EXERCISE GOAL> Rewrite the listing from the line that contains "of the akrapovic" through the end of the listing, changing every "pixel" to "spot" and leaving everything else as it is.

(Pointing dataset excerpts)

^^^^^^^^

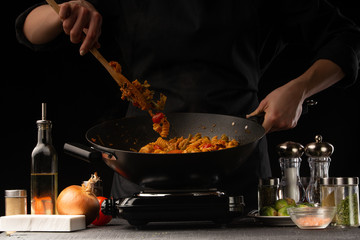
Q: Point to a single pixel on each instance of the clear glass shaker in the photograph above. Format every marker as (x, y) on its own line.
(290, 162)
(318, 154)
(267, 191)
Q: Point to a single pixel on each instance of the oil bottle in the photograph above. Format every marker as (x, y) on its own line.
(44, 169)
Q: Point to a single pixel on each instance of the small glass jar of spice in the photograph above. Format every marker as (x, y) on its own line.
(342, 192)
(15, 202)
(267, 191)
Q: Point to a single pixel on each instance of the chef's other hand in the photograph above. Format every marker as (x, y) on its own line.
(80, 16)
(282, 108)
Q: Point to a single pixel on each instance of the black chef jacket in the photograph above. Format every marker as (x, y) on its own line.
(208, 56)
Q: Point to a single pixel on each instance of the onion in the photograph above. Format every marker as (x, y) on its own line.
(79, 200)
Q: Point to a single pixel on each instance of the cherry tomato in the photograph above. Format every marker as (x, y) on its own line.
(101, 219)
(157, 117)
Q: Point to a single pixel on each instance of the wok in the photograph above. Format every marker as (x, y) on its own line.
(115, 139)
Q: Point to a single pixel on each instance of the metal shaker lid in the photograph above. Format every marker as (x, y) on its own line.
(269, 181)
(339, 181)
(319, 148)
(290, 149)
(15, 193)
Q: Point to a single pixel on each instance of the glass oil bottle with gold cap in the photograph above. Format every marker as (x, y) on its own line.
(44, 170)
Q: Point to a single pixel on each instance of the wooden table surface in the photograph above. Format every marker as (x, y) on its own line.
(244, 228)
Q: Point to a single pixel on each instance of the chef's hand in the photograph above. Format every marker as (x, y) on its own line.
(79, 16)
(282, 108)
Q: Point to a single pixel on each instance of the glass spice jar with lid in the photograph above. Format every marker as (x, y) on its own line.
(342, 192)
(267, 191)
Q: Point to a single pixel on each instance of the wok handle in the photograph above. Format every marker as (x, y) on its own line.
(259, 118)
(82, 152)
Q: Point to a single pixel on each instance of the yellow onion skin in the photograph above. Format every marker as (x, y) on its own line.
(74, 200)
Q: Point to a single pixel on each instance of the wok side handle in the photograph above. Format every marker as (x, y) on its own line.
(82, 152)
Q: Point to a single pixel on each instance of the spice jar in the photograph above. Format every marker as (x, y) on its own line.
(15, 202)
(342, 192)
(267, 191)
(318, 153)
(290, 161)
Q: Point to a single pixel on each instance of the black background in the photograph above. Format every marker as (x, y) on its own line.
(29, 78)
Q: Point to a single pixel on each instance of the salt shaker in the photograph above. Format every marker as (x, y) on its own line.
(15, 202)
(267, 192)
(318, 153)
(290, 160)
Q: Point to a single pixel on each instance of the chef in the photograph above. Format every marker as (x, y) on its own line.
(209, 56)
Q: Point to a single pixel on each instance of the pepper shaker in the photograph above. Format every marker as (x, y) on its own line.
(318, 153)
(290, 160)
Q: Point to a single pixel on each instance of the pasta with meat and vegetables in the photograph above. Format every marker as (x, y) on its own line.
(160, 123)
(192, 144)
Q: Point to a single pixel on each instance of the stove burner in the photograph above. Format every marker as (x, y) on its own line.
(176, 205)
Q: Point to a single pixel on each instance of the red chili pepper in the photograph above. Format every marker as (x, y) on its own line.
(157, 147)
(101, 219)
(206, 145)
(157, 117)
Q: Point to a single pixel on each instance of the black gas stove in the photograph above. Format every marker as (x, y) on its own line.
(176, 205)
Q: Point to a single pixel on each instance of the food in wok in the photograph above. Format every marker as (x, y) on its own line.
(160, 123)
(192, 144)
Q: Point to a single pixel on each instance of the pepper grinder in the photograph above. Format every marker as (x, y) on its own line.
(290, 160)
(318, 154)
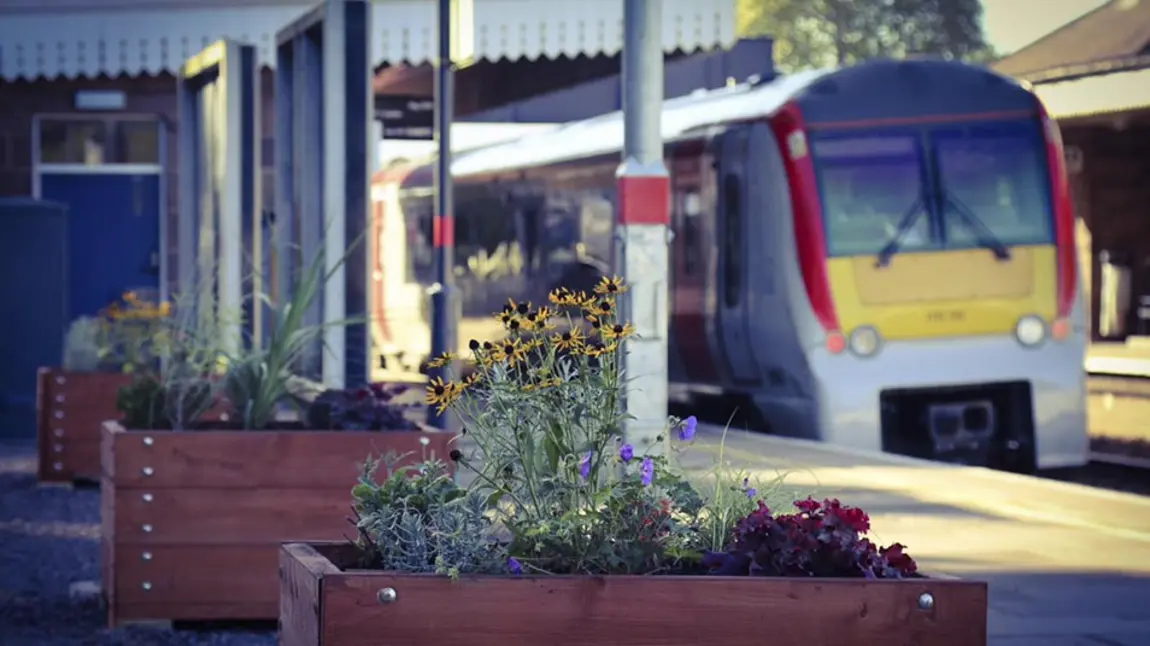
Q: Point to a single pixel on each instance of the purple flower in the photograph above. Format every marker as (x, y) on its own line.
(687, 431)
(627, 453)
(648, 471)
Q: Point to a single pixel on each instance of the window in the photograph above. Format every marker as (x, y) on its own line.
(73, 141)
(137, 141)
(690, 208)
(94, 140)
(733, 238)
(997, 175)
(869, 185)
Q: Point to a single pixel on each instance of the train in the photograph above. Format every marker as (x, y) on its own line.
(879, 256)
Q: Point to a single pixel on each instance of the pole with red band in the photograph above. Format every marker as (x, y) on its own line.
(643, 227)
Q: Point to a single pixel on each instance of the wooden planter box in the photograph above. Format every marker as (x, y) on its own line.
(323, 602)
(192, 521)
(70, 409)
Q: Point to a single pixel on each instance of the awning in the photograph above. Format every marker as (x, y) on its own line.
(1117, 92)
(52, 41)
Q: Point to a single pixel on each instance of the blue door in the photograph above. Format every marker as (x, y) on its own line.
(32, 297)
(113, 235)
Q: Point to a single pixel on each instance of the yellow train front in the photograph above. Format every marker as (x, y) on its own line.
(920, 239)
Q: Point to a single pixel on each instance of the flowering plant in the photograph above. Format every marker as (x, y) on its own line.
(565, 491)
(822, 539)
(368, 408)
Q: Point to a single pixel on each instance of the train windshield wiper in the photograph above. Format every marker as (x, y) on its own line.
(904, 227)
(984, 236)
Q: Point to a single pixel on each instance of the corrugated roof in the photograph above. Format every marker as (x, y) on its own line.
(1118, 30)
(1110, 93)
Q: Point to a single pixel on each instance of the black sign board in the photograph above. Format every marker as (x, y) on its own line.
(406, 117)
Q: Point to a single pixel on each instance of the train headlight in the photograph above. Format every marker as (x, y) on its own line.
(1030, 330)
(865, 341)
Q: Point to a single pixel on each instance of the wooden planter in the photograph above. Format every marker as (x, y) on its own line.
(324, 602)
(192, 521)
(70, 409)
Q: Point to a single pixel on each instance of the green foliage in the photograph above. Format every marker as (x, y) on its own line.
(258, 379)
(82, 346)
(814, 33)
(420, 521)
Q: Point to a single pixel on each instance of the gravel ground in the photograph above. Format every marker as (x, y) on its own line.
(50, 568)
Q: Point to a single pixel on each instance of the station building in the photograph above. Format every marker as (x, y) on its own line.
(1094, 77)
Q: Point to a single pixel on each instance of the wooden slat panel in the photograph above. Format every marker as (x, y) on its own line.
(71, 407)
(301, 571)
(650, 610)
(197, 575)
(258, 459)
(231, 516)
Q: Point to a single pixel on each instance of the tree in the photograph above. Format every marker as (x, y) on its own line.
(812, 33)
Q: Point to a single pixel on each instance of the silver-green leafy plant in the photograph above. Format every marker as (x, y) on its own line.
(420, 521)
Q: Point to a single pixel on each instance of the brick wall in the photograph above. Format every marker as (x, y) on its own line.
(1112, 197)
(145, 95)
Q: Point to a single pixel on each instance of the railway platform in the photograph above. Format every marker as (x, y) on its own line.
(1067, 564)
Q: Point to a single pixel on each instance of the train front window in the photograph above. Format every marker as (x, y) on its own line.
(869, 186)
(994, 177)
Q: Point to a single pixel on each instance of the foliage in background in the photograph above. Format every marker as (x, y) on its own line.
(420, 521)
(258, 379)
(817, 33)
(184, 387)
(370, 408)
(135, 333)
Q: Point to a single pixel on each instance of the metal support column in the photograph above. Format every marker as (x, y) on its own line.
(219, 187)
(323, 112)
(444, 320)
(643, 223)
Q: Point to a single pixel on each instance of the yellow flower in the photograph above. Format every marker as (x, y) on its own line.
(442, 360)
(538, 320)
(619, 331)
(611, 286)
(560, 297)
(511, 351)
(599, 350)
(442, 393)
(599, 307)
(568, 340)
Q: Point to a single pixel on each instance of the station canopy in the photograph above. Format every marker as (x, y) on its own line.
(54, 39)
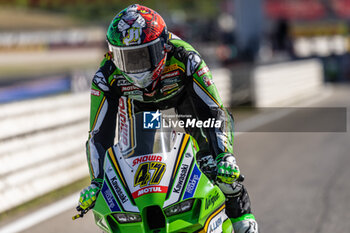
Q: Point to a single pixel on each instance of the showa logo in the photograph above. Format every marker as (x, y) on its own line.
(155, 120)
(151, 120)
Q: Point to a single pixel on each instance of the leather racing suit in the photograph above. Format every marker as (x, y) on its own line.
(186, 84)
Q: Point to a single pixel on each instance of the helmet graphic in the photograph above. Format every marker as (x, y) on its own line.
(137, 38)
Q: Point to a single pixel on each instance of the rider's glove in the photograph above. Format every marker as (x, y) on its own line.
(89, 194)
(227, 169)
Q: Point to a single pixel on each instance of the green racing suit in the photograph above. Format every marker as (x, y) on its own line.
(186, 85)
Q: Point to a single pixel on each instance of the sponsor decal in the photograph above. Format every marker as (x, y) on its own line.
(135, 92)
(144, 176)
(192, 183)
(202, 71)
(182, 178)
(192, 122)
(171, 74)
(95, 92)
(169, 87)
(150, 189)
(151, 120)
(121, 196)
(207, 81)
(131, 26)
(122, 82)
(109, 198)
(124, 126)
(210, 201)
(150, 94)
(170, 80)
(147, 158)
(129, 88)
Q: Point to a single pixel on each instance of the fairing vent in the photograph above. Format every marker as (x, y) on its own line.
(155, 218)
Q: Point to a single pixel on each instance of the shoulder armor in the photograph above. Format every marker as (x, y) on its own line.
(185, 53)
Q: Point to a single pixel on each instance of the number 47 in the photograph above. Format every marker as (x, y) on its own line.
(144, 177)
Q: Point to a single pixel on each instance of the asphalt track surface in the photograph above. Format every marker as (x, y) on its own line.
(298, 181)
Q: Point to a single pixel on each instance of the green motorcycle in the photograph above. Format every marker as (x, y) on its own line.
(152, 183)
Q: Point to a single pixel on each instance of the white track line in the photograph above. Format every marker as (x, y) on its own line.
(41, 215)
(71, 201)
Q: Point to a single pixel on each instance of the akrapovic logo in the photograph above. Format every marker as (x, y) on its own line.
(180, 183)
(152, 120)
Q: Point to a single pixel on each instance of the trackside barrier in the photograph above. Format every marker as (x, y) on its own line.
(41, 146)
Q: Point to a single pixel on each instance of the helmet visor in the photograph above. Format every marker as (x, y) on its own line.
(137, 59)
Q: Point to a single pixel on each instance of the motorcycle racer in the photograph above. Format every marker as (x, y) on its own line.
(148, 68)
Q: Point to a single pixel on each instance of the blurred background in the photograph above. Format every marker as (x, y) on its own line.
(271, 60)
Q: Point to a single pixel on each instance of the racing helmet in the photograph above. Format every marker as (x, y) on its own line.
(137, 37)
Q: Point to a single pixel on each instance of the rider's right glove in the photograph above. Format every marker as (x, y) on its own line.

^^^^^^^^

RESPONSE TO THIS EXERCISE>
Q: Point to a single spot on each instance of the akrapovic logo in the photograph above. Format every marker as (x, y) on its own line.
(180, 183)
(152, 120)
Q: Point to a single spot on each instance of the trackside barrier in the photograph above. Format every marker as (x, y) on its own line.
(41, 146)
Q: Point to a single spot on each instance of the helmet visor in the photograph above. Format every marker as (x, y) on its own line.
(137, 59)
Q: Point to a single spot on each instance of the motorcycle racer in the photograph above. Format every marker as (x, y) on its own line.
(148, 68)
Q: Point to a single spot on each instance of the blurred background in the photograph above. Format every marker as (x, y) on its own line.
(271, 60)
Q: Point to a single spot on each instance of the racing helmet in the photograph above. Format every marker as (x, y) on its own line.
(137, 37)
Q: Point to a single spot on each instance of the rider's right glove in the photograph above. Format every marker as (x, y) on its own line.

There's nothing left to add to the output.